### [Extracted data entries]

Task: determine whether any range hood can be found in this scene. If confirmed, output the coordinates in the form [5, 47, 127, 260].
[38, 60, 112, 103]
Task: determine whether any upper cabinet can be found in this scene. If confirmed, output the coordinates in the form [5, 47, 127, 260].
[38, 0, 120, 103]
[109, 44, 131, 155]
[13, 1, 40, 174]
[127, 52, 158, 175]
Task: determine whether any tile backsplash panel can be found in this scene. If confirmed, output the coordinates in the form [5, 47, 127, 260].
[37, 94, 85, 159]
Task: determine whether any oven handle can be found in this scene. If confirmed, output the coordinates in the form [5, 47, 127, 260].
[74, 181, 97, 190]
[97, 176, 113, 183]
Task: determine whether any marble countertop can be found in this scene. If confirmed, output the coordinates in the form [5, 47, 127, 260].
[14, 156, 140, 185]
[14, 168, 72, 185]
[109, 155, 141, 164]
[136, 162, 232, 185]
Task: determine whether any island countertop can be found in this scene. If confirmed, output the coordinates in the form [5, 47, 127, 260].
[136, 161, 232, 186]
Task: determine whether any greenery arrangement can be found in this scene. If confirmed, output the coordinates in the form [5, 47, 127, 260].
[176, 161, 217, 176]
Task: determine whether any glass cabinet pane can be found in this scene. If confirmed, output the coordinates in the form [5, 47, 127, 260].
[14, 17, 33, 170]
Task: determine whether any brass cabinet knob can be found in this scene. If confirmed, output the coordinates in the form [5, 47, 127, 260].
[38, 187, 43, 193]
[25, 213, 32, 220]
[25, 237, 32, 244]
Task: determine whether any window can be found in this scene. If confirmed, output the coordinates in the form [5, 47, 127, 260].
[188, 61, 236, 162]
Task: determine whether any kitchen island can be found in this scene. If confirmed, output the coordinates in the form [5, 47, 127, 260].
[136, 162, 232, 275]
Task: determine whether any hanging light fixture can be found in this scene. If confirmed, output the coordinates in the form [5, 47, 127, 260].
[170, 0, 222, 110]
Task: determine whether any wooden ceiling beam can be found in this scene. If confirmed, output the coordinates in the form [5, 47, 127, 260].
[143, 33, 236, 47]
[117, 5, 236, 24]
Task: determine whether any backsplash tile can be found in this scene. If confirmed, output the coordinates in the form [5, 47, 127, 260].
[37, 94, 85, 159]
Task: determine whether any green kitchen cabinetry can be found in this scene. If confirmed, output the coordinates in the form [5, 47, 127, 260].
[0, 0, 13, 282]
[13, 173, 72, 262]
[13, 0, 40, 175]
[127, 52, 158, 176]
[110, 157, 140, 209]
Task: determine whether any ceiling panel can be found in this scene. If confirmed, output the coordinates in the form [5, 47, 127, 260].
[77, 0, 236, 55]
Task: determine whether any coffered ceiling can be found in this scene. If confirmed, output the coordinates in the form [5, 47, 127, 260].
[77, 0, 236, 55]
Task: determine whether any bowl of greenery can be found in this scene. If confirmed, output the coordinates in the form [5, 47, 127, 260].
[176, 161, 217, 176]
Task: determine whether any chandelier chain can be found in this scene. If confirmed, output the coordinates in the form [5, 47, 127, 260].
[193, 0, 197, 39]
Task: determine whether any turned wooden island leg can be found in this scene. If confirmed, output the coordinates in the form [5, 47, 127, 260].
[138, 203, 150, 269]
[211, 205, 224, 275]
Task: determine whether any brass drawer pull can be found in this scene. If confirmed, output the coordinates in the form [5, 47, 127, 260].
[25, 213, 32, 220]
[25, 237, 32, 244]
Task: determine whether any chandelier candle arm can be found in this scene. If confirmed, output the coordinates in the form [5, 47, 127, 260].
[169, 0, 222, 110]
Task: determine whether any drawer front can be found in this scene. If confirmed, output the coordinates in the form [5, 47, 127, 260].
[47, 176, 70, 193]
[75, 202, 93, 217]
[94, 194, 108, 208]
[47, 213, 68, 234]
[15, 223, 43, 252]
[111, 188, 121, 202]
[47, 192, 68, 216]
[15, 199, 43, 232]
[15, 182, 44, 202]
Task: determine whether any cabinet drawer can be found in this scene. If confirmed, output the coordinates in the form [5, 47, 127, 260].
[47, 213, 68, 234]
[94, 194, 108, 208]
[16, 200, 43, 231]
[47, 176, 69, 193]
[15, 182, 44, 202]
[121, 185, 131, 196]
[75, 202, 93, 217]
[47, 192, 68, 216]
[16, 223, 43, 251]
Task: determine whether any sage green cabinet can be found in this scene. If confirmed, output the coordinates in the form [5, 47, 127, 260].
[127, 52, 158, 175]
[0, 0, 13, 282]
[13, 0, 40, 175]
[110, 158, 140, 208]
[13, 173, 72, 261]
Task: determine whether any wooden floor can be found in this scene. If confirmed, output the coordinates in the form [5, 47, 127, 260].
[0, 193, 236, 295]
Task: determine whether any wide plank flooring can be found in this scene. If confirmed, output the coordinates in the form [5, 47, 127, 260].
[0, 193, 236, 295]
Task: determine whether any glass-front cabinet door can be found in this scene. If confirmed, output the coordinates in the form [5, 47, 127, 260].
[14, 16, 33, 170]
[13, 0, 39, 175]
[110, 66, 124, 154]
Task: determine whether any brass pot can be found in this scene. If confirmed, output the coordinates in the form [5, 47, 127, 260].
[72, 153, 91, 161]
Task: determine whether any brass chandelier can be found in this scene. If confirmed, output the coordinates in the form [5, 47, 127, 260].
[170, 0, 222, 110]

### [Problem requirements]
Change every "determine whether" in the records to "check whether" and keep the rest of the lines unchanged.

### [Result for this exercise]
Task: check whether any range hood can be found in this scene. If confirmed, output the coordinates in the form [5, 47, 127, 260].
[38, 60, 112, 103]
Task: check whether any upper cabinet can be found in this scene. If confirmed, output the coordinates in the form [5, 47, 127, 260].
[38, 0, 120, 103]
[109, 44, 131, 155]
[13, 1, 40, 174]
[127, 52, 158, 175]
Task: check whether any tile backsplash panel can be found in this scene. If confirmed, output the coordinates in the form [5, 47, 127, 260].
[37, 94, 85, 159]
Task: check whether any oven handle can be found in this scene. If confirmed, output the coordinates in the form [5, 47, 127, 260].
[74, 181, 97, 190]
[97, 176, 113, 183]
Task: check whether any marble countertop can be found in this scene. If confirmed, output the coordinates in the form [5, 47, 127, 260].
[14, 156, 140, 185]
[14, 168, 72, 185]
[109, 155, 141, 164]
[136, 162, 232, 185]
Task: check whether any island countertop can be found in this scene. If confirmed, output the coordinates in the form [5, 47, 127, 260].
[136, 161, 232, 186]
Task: check whether any greenery arrangement can be found in this scene. If confirmed, output the coordinates in the form [5, 47, 127, 260].
[176, 161, 217, 176]
Task: check whether any glass cabinet pane can be found in this scene. If confirmed, output the coordinates in the form [5, 47, 127, 260].
[14, 17, 33, 170]
Task: check whether any brass cabinet knob can be found in this scene. If confirmed, output the coordinates in the form [5, 47, 127, 260].
[38, 187, 43, 193]
[25, 213, 32, 220]
[25, 237, 32, 244]
Task: check whether any window can be found in this scene. If confirmed, output the coordinates in the form [5, 47, 127, 260].
[188, 61, 236, 162]
Task: check whether any kitchen island can be found in this scene. If confirmed, output the coordinates in the form [5, 47, 127, 260].
[136, 162, 232, 275]
Task: check whether any hanging light fixture can be found in this scene. If confirmed, output the coordinates in the form [5, 47, 127, 260].
[170, 0, 222, 110]
Task: check whether any wooden ceiling beam can be found in this scene. If confirmed, output the coordinates in the form [5, 47, 127, 260].
[143, 33, 236, 47]
[117, 5, 236, 24]
Task: check whether any backsplash tile can be found in this scene. If confirmed, output the coordinates in the form [5, 47, 127, 260].
[37, 94, 85, 159]
Task: check whether any green kitchen cabinetry can be found in this scene. If confirmed, output the coordinates in the form [5, 47, 127, 260].
[0, 0, 13, 282]
[13, 173, 72, 262]
[13, 0, 40, 175]
[127, 52, 158, 176]
[110, 157, 140, 209]
Task: check whether any ceiling panel can be found in this scene. If confirmed, output the coordinates in the form [5, 47, 127, 260].
[77, 0, 236, 55]
Task: check whether any coffered ceiling can be found in this scene. If confirmed, output the coordinates in the form [5, 47, 127, 260].
[77, 0, 236, 55]
Task: check whether any bowl of greenery can be found in this scene. If confirmed, output the coordinates in the form [5, 47, 127, 260].
[176, 161, 217, 176]
Task: check whether any chandelier chain can be found in this scene. If confirmed, output the coordinates in the form [5, 47, 127, 260].
[193, 0, 197, 39]
Task: check whether any turned wooden island leg can be found in this scene. If confirmed, output the coordinates in the form [5, 47, 127, 260].
[138, 203, 150, 269]
[211, 205, 224, 275]
Task: check whether any brass drawer pull can be found in this scene. If confirmed, output the coordinates in the form [5, 47, 127, 260].
[25, 213, 32, 220]
[25, 237, 32, 244]
Task: check whether any chandelier candle arm can be found in this scene. If confirmed, output the coordinates in the form [5, 47, 127, 260].
[169, 0, 222, 110]
Task: check whether any drawer front can be found in this scene. If confirmed, output the coordinates in the form [5, 47, 127, 260].
[47, 176, 70, 193]
[75, 202, 93, 217]
[94, 194, 108, 208]
[47, 213, 68, 234]
[15, 223, 43, 252]
[111, 188, 121, 202]
[47, 192, 68, 216]
[15, 199, 43, 232]
[15, 182, 44, 202]
Task: check whether any cabinet drawer can be found in this scene. If confirmed, output the coordinates in the form [5, 47, 127, 260].
[47, 213, 68, 234]
[94, 194, 108, 208]
[16, 200, 43, 231]
[47, 176, 69, 193]
[15, 182, 44, 202]
[121, 185, 131, 196]
[75, 202, 93, 217]
[47, 192, 68, 216]
[16, 223, 43, 251]
Task: check whether any sage green cabinet can be found in this scene. If confirmed, output the coordinates in the form [5, 47, 127, 260].
[127, 52, 158, 175]
[0, 0, 13, 282]
[13, 0, 40, 175]
[110, 158, 140, 208]
[13, 173, 72, 261]
Task: check whether any wooden floor can be found in this scene. If confirmed, output the coordinates in the form [5, 47, 127, 260].
[0, 193, 236, 295]
Task: check whether any wide plank flooring can be found in this scene. If confirmed, output the coordinates in the form [5, 47, 127, 260].
[0, 193, 236, 295]
Task: check whether any glass-front cabinet door can be found in this scene. If confirmed, output the coordinates in the form [5, 47, 127, 260].
[14, 16, 33, 170]
[13, 0, 39, 175]
[110, 66, 124, 154]
Task: check whether any brass pot can be found in this scene. If confirmed, output the coordinates in the form [5, 47, 127, 260].
[72, 153, 91, 161]
Task: check whether any brass chandelier can be found in this scene. If confirmed, output the coordinates in the form [5, 47, 127, 260].
[170, 0, 222, 110]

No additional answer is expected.